----- Отрывок для чтения
Характерны истории с русской орфографией. Прогрессисты 60-х годов предпринимали новую реформу на основании рациональности правил письма. В 80-е годы новаторским оказалось требование издавать памятники девятнадцатого и предшествующих веков в их дореформенной орфографии. Традиционализм, иррационализм, эстетизм, академизм – в роли культурного авангарда или оппозиции. Можно было бы назвать другие ценности 70-х годов (вплоть до триады: православие, самодержавие, народность), которые показывают, до какой степени чуждым стало «левое» и «оппозиционное» 60-х годов со всей своей полемикой и надеждами – не менее чуждым, чем то, с чем они полемизировали. Мы оказались не в оппозиции, а во внутреннем изгнании. Спорить было больше не о чем, и проблем здесь не оставалось. Зато оказались они там, где не думали наши предшественники, – что и способствовало их оптимизму и непонятному для нас энтузиазму.

Не говоря о более сложных вещах – хотя бы права человека. Тоже ведь проблема. Свобода совести. Мученики христианства, умирая, не требовали права свободного исповедания христианства: они показывали, что этим правом обладают – и тем больше, чем больше колесований, цирков со львами… Они показывали, что уж какого другого, а этого права человек требует от себя самого. Так далеко зашла моя ретроградность. До сомнения в том, что удобно устроенное для человека общество – хорошо. До подозрения, что сама идея гарантированных прав исходит из известной картины человека, который «рожден для счастья, как птица для полета». Может, это определение и не так плоско, может, оно правдиво и в высшем смысле этично (ведь и Аристотелева этика построена на счастье, а не на долге). Оно мне очень нравится, и, как толстовский Ерошка, я верю, что «кто счастлив, тот и прав». Я думаю, что счастлив человек бывает в любых условиях, потому что действительно для этого рожден, это его задание – быть счастливым, быть блаженным. Так не лишит ли победа в борьбе за право быть не изгнанным за правду – самой возможности такого блаженства? Может быть, такая картина человека и его счастья – очень традиционная – на «современный» взгляд патологически реакционна, и традиционная же формула «как есть воля грешить, так есть воля страдать», объясняющая у Данте природу Чистилища, теперь не более чем выражение садистско-мазохистского комплекса? И наверное, можно вывести отсюда, что следует обожать такую систему, которая щедра на возможности пострадать за что угодно, – и тем самым найти свое счастье? Почему же я не хочу сделать этого вывода?..

Но мы уже далеко отвлеклись от внутреннего изгнания. «И как изволилось жителям прекрасной и славнейшей дочери Рима, Флоренции, отшвырнуть меня от сладостного ее лона... странник, мало что не побираясь, побрел я, против воли моей показывая другим рану судьбы. Истинно, стал я кораблем без ветрил и кормила, какой по чужим гаваням и заливам и побережьям носит худой ветер – дуновение горькой бедности; и являлся я так перед глазами многих, кто, быть может, по некоторой молве обо мне в ином образе меня воображал, и в мнении их не себя я только унизил, но бесценил я всякое свое создание, как уже сделанное, так и то, что будет... (Данте, «Пир», I, 3).
----------
--- Задание 1 ---
Ответьте по отрывку о внутреннем изгнании:
(a) Какое требование оказалось новаторским в 80-е годы?
(b) На чем, а не на долге, построена этика Аристотеля?
(c) С чем сравнивает себя говорящий в цитате из «Пира» Данте?
----- Данные для задания
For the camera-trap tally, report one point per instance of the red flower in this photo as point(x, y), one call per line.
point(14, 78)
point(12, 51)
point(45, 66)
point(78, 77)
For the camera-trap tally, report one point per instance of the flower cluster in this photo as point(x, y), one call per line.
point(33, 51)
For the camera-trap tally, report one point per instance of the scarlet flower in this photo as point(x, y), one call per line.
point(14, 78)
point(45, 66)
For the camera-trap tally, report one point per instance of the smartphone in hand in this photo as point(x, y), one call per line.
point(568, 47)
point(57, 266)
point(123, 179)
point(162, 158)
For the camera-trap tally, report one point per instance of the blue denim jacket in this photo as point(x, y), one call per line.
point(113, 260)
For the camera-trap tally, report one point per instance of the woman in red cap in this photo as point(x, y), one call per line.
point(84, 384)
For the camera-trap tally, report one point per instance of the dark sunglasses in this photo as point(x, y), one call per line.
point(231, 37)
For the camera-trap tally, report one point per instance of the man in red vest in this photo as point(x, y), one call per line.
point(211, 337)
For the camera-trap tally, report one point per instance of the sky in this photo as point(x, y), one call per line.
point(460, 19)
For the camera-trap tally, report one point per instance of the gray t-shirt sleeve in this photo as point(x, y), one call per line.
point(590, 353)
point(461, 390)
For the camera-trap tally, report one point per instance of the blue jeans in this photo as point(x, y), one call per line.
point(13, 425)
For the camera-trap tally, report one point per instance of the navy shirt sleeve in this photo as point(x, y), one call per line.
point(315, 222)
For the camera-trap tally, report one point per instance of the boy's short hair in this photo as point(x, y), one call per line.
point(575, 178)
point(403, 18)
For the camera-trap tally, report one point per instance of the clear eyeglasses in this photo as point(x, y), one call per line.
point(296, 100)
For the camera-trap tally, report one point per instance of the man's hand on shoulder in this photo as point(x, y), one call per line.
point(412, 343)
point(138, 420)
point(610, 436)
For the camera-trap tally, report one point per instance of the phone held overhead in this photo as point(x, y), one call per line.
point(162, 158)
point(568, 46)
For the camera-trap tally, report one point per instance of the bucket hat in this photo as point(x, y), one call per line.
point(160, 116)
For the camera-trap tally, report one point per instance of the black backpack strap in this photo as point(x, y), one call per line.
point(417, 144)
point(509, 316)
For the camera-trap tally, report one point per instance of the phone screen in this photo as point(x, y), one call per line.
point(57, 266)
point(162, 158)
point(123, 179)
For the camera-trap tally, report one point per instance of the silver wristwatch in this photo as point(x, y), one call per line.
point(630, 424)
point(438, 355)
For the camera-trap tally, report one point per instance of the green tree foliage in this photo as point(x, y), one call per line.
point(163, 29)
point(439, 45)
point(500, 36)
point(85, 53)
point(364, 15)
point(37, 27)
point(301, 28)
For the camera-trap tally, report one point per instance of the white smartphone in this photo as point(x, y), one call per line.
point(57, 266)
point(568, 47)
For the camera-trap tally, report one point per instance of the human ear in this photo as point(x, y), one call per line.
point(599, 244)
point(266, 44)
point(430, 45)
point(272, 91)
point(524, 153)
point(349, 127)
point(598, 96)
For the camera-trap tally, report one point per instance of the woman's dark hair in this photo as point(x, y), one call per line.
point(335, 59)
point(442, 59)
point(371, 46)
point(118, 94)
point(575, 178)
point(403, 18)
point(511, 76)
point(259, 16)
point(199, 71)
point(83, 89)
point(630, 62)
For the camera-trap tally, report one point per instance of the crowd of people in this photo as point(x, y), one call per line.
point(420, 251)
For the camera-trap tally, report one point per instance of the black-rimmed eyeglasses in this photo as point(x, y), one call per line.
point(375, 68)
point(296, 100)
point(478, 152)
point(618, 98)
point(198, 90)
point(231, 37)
----------
--- Задание 2 ---
Перепишите записи слово в слово: начните с самой первой строки записей и закончите строкой, где есть «point(461, 390)», включая ее.

--- Полный ответ 1 ---
(a) Издавать памятники девятнадцатого и предшествующих веков в их дореформенной орфографии.
(b) На счастье.
(c) С кораблем без ветрил и кормила.

--- Полный ответ 2 ---
For the camera-trap tally, report one point per instance of the red flower in this photo as point(x, y), one call per line.
point(14, 78)
point(12, 51)
point(45, 66)
point(78, 77)
For the camera-trap tally, report one point per instance of the flower cluster in this photo as point(x, y), one call per line.
point(33, 51)
For the camera-trap tally, report one point per instance of the scarlet flower in this photo as point(x, y), one call per line.
point(14, 78)
point(45, 66)
For the camera-trap tally, report one point per instance of the smartphone in hand in this photo as point(x, y), one call per line.
point(568, 47)
point(57, 266)
point(123, 179)
point(162, 158)
For the camera-trap tally, report one point per instance of the blue denim jacket in this photo as point(x, y), one call per line.
point(113, 260)
For the camera-trap tally, report one point per instance of the woman in red cap in this photo as point(x, y), one call per line.
point(84, 384)
For the camera-trap tally, report one point per instance of the dark sunglasses in this photo as point(x, y), one call per line.
point(231, 37)
For the camera-trap tally, report one point per instance of the man in red vest in this photo as point(x, y), one call per line.
point(211, 337)
For the camera-trap tally, report one point per instance of the sky in this photo as point(x, y), one call per line.
point(460, 19)
For the camera-trap tally, report one point per instance of the gray t-shirt sleeve in this photo as point(x, y), one call per line.
point(590, 353)
point(461, 390)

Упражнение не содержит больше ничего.